═══ Records to use
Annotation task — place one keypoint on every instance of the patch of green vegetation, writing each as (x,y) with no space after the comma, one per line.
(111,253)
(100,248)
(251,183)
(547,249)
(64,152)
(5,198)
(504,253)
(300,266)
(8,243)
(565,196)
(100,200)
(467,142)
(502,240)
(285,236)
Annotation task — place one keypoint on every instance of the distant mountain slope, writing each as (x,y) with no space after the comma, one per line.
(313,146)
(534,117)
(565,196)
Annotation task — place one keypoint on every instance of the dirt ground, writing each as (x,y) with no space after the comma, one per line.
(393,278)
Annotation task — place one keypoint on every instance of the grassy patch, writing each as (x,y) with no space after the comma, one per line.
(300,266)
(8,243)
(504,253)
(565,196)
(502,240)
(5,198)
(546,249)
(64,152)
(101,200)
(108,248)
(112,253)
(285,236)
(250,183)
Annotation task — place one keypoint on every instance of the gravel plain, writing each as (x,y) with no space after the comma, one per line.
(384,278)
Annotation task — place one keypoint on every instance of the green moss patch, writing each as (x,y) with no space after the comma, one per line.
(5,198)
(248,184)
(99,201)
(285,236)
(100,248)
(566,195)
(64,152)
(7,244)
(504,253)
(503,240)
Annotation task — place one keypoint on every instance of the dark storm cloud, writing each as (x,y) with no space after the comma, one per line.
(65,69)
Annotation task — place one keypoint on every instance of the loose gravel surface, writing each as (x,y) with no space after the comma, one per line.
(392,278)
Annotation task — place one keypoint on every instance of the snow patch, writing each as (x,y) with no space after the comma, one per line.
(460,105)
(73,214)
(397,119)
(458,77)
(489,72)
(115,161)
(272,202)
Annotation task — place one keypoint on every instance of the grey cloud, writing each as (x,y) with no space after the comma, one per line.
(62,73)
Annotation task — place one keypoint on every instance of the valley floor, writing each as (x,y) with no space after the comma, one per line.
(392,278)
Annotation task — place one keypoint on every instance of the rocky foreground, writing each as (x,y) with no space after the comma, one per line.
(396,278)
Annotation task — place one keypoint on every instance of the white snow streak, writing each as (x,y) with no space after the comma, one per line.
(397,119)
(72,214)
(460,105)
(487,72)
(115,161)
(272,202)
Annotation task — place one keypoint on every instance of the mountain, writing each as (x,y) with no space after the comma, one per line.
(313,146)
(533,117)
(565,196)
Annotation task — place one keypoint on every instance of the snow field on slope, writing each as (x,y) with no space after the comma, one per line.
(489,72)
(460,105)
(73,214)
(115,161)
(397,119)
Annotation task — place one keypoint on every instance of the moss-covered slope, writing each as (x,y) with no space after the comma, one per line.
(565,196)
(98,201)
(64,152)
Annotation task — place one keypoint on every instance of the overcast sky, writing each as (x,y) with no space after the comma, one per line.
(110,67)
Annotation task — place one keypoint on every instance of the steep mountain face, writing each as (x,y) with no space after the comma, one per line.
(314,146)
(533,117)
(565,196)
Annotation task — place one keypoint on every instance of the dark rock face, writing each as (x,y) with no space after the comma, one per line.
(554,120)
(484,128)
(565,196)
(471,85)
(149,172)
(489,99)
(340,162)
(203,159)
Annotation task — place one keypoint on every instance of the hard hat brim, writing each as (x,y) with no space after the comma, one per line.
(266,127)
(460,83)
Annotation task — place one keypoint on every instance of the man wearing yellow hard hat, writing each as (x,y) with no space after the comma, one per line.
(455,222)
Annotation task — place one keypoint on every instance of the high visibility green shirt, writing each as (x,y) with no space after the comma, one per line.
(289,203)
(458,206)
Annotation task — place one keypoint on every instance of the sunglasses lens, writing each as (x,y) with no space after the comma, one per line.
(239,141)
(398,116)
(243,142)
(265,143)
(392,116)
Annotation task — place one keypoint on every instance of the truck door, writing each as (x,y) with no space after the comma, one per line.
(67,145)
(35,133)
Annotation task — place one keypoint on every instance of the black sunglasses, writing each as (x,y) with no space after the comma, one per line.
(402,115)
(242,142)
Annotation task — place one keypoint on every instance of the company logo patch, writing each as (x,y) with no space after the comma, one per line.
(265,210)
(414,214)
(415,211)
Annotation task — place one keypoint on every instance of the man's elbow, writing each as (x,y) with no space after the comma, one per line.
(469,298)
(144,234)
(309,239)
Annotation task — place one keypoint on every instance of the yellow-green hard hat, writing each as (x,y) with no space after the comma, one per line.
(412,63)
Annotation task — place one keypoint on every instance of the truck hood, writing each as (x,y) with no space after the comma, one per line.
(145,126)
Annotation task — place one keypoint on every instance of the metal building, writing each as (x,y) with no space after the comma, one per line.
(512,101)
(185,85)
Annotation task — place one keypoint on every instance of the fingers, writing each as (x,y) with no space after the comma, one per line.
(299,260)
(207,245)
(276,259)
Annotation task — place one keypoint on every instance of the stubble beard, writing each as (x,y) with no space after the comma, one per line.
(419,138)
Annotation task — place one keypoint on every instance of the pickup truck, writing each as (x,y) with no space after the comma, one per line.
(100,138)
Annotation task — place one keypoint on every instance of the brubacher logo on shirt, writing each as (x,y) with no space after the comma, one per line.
══════
Exercise brief >> The response should consist of every record above, reproduced exactly.

Exercise output >>
Annotation task — place one keypoint on every instance of the patch of green vegetation, writing each as (x,y) with no space after the comma, one per line.
(111,253)
(100,248)
(251,183)
(547,249)
(64,152)
(5,198)
(504,253)
(300,266)
(8,243)
(565,196)
(100,200)
(467,142)
(502,240)
(285,236)
Annotation task — place one keypoint on every instance of the distant mountain slope, writing each as (x,y) with no space after the comma, one per line.
(313,146)
(534,117)
(565,196)
Annotation task — place one keypoint on every instance of the dirt ground, writing each as (x,y) with no space after the comma, one per line.
(393,278)
Annotation task — place one keypoint on every instance of the grassy patch, writing each as (x,y) with no space after the comma, one per line.
(300,266)
(8,243)
(504,253)
(565,196)
(502,240)
(5,198)
(546,249)
(64,152)
(101,200)
(108,248)
(112,253)
(285,236)
(250,183)
Annotation task — place one keypoint on every instance of the gravel plain, writing each as (x,y) with no space after the comma, one per line.
(384,278)
Annotation task — place one keypoint on every instance of the green moss patch, writing each as (x,y) with no space after the comma, one per line.
(5,198)
(248,184)
(99,201)
(285,236)
(100,248)
(566,195)
(64,152)
(7,244)
(504,253)
(503,240)
Annotation task — place one keypoint on every instance of the dark storm cloud, writing each as (x,y) with no space after the comma, one per line.
(65,69)
Annotation task — place one keypoint on every instance of the loose gravel surface, writing each as (x,y) with no space after the comma, one per line.
(392,278)
Annotation task — place one keypoint on every instance of the snow patch, writing each as (x,y) with no space after the comma, one per line.
(460,105)
(73,214)
(397,119)
(458,77)
(489,72)
(115,161)
(272,202)
Annotation task — place one keypoint on every instance of the grey cloud, writing each as (x,y) with no space after the comma, one per line.
(62,73)
Annotation task — place one keypoint on every instance of the valley floor, writing each as (x,y) with no space after the comma, one per line.
(392,278)
Annotation task — place one keypoint on every instance of the rocky foreground, writing each as (x,y) with no space after the comma, one per line.
(396,278)
Annotation task — place one keypoint on every instance of the white snow streak, writing each as (x,y) with no space after the comma, one per line.
(397,119)
(72,214)
(460,105)
(487,72)
(115,161)
(272,202)
Annotation task — place one keypoint on every instance of the mountain, writing each as (x,y) with no space after the comma, one per line.
(313,146)
(533,117)
(565,196)
Annotation task — place one keypoint on every instance of the snow field on slope, writing each as (x,y) with no space after the comma, one per line.
(489,72)
(460,105)
(73,214)
(115,161)
(397,119)
Annotation task — place one keypoint on every instance of the moss-covered slope, writing each as (x,y) with no space after the comma, one per line.
(565,196)
(98,201)
(64,152)
Annotation task — place one keypoint on every instance of the overcast sky, writing each as (x,y) with no space after the comma, one per line.
(110,67)
Annotation task — place one keypoint on every instance of the steep mountain face, writing each as (x,y) with no space after the comma, one per line.
(314,146)
(533,117)
(565,196)
Annotation task — place one keypoint on every instance of the dark rock face, writing each as (x,y) with no space after the comma, one per line.
(554,120)
(484,128)
(565,196)
(471,85)
(149,172)
(489,99)
(340,162)
(203,159)
Annotation task — place one keypoint on every instance of the hard hat brim, writing each as (x,y) with no space after the comma, one per line.
(266,127)
(460,83)
Annotation task — place one keypoint on every instance of the man wearing yellow hard hat, writing each as (x,y) with no space after the comma, one per line.
(455,222)
Annotation task — place one keypoint on every instance of the high visibility green shirt, writing each as (x,y) with no space after the comma, one per line.
(289,203)
(458,206)
Annotation task — place one keypoint on every instance of the sunglasses lens, writing each as (x,y) with no space after the comma, one per line.
(239,141)
(398,116)
(243,142)
(265,143)
(392,116)
Annotation task — place one keypoint on every instance of the truck door, writing each as (x,y) with no space after the comma, one per line.
(67,145)
(35,133)
Annotation task — place one keypoint on every instance of the black sunglasses, writing each as (x,y) with no space after the comma, one per line.
(402,115)
(242,142)
Annotation task — place one keypoint on every instance of the company logo patch, writing each as (x,y) with no space after the comma, one per line.
(265,210)
(414,214)
(415,211)
Annotation task — place one keypoint on every instance of the man's elbow, writing each as (x,y) with no space after the comma, one per line.
(469,298)
(144,234)
(309,239)
Annotation task — place one keypoint on every instance of the yellow-green hard hat, writing each as (x,y) with no space after the comma, one per line.
(412,63)
Annotation task — place one keypoint on every instance of the truck hood, writing each as (x,y) with no space after the comma, one per line.
(145,126)
Annotation task — place one keypoint on every instance of the metal building, writing each as (x,y) with no space after the comma, one per line.
(512,101)
(185,85)
Annotation task — place one keypoint on every instance of the fingers, writing each as (x,y) with no space after the comma, one per line.
(299,260)
(207,245)
(276,259)
Annotation task — place one keypoint on every instance of the stubble beard, writing each as (x,y) with no space after the comma, one per line.
(419,138)
Annotation task — place one keypoint on every instance of the pickup truck, writing each as (x,y) with no space after the comma, one per line.
(100,138)
Annotation task — place one keypoint on every instance of the brubacher logo on shirt, writing each as (x,y) with no space after the comma, one per line.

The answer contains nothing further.